**STORED DATA:**
┄┄┄┄┄┄┄┄┄┄┄┄┄┄┄┄┄┄┄┄

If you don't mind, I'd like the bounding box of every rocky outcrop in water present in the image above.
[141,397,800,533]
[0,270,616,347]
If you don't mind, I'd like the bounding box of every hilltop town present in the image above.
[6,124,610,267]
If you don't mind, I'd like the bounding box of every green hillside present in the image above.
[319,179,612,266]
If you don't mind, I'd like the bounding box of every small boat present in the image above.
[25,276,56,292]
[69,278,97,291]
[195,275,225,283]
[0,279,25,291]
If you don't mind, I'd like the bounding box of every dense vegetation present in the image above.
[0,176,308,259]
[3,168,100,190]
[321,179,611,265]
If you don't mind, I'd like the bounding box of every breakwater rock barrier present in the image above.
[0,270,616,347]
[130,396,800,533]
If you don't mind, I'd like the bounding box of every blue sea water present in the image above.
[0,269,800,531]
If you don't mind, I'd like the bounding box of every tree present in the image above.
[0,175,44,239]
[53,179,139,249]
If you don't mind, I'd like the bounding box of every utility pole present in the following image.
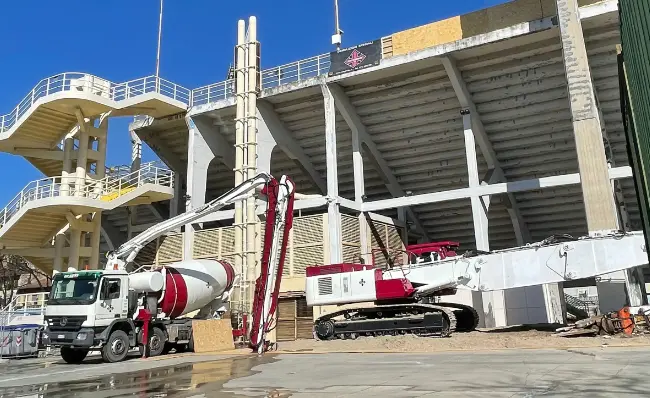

┄┄┄┄┄┄┄┄┄┄┄┄┄┄┄┄┄┄┄┄

**CHALLENGE:** Rewrite every line of the material above, including the requests, and multiply each bounding-box coordinate in the answers by 0.25, rounding to whole numbers with halves rounded up. Omit the pictures from your answer.

**TASK RESPONSE:**
If you don't mind, I'd like the bounding box of every rocky outcrop in water present in the image above.
[35,99,200,133]
[0,68,154,87]
If you don't mind, I'd like the bounding box of every hilltop town present in the image above.
[2,31,153,67]
If you don't mind, I'd like the bounding box of every green hillside present in the image above.
[80,45,153,67]
If you don't mind, I'd like the bounding box of every small boat present in the image above.
[6,69,14,73]
[17,70,24,73]
[49,69,56,71]
[0,70,6,73]
If you don't mind, I'd like the bounding box of every dense vegetation present in the image above.
[0,44,77,65]
[1,42,25,48]
[80,45,153,66]
If you don't mind, I'd like the bounding box of every breakwater rock barrier present in the image above.
[0,68,154,87]
[33,99,200,133]
If you don't mind, I'd like the bounding box of every blue sea water present in the image above.
[0,67,200,133]
If you don't mind, I'd like the bounding box of every tree present in the image above.
[0,44,11,60]
[13,45,35,62]
If you don't mind, I'd like the bounding box of every utility pole present in the following image.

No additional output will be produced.